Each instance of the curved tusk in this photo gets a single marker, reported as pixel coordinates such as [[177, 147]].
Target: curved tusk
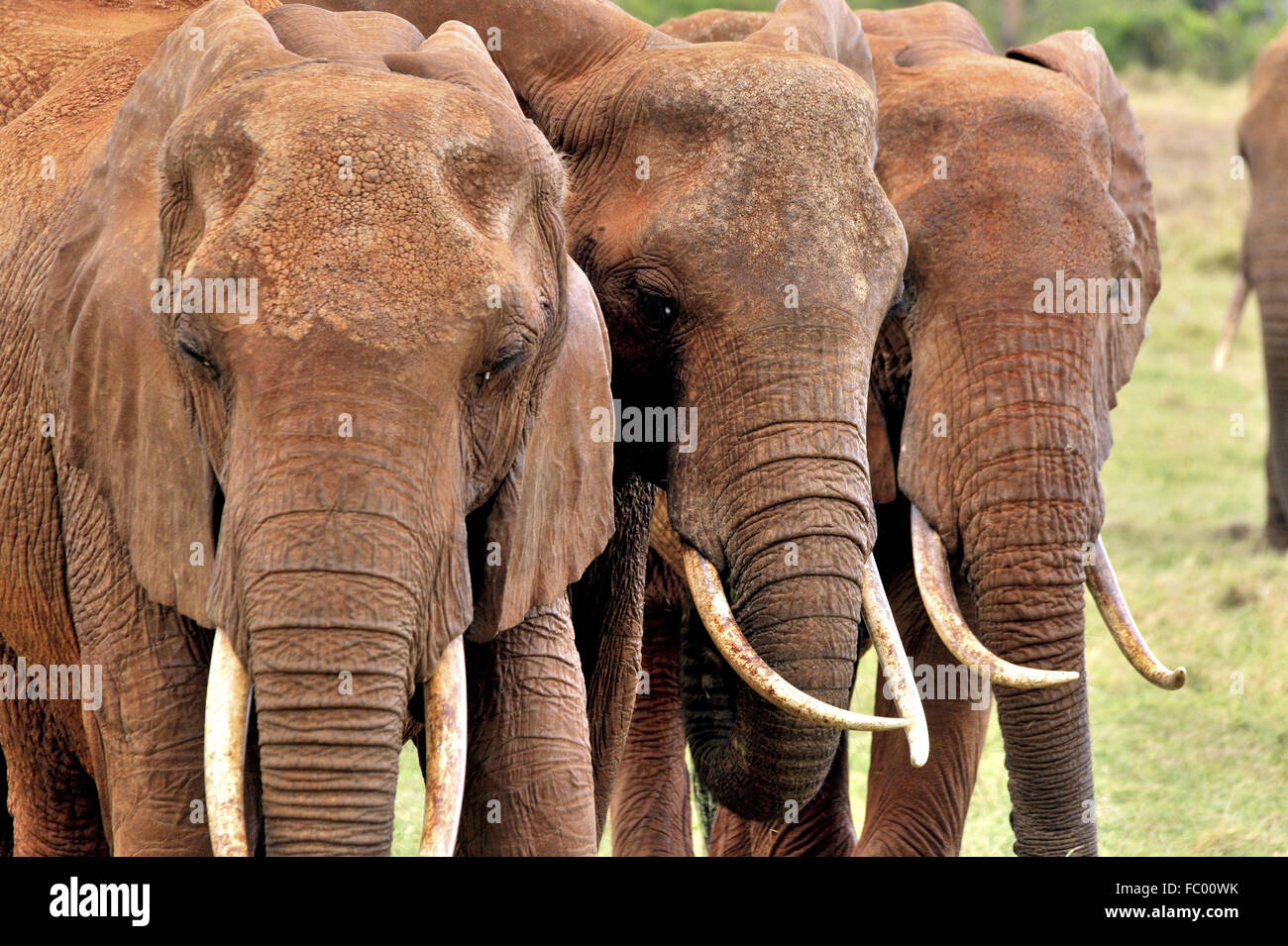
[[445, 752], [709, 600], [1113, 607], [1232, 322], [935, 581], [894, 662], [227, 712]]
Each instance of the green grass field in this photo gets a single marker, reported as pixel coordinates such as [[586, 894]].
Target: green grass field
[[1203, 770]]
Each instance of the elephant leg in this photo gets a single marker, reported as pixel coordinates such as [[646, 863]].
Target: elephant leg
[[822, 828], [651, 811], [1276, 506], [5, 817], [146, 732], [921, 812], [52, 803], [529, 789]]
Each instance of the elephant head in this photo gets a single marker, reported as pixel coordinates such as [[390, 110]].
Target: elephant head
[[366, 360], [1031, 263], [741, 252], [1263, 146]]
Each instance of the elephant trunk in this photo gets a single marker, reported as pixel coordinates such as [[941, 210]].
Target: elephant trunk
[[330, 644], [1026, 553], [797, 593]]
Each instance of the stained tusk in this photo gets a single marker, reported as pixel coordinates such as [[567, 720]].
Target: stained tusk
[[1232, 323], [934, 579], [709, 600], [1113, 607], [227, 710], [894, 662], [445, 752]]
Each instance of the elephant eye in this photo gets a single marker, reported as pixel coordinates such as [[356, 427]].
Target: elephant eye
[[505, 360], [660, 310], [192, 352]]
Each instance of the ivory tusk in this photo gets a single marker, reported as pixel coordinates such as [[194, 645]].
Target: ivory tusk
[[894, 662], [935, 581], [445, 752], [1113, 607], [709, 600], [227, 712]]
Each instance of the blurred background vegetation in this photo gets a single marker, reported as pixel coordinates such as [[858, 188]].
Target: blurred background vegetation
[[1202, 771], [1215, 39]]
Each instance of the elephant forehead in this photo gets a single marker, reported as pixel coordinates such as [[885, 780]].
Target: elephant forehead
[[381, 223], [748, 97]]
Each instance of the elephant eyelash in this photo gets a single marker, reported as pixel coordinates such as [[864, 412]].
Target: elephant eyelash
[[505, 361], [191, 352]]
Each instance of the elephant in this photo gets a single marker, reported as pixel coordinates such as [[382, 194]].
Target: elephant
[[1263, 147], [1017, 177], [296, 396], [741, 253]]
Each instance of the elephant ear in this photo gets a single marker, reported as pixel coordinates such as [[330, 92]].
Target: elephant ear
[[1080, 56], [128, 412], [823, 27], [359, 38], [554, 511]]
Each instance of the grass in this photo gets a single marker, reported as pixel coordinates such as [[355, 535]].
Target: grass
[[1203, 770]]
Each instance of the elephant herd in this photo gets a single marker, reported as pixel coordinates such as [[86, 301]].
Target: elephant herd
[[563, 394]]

_ _ _ _

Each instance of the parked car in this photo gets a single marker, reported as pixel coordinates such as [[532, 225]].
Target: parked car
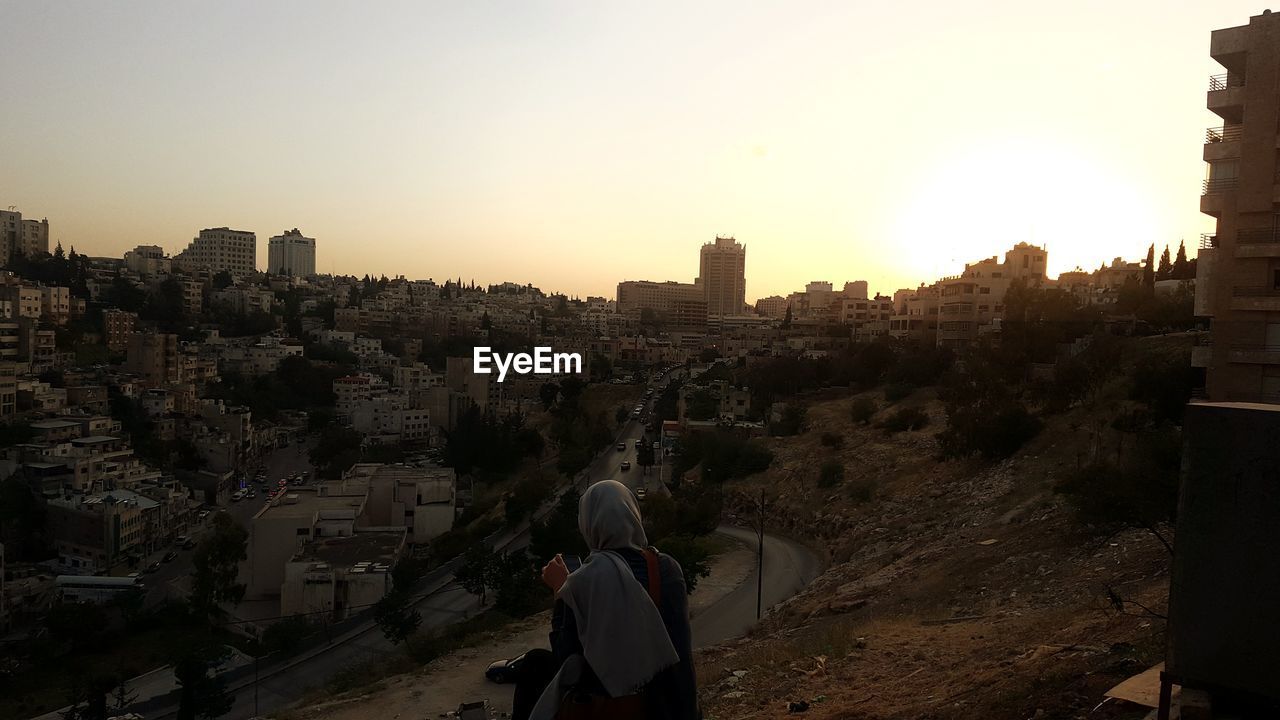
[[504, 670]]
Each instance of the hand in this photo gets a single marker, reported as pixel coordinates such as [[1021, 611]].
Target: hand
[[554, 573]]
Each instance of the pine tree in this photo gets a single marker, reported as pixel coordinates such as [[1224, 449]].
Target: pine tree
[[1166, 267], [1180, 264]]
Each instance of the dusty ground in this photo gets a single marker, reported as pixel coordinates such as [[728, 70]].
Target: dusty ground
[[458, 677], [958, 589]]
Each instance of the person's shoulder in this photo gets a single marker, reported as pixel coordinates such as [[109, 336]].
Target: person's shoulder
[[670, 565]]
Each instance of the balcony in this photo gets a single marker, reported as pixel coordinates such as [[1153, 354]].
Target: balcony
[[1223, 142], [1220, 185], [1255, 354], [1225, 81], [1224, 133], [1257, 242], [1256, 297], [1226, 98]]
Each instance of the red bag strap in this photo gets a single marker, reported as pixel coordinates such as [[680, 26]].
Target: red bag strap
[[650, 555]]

_ _ _ _

Restate word for word only the lines above from the line containing "Each instance of the elephant head" to the line containing "Each instance of the elephant trunk", both of them included.

Completed exercise:
Each instance of the elephant head in this photo gets a single marker, reported as pixel coordinates such as [[390, 110]].
Target: elephant head
[[366, 360], [1031, 263], [741, 252], [1263, 146]]
Each instance of the elephant trunk in this photo gets a single marker, reported as pixel coordinates such as [[941, 210]].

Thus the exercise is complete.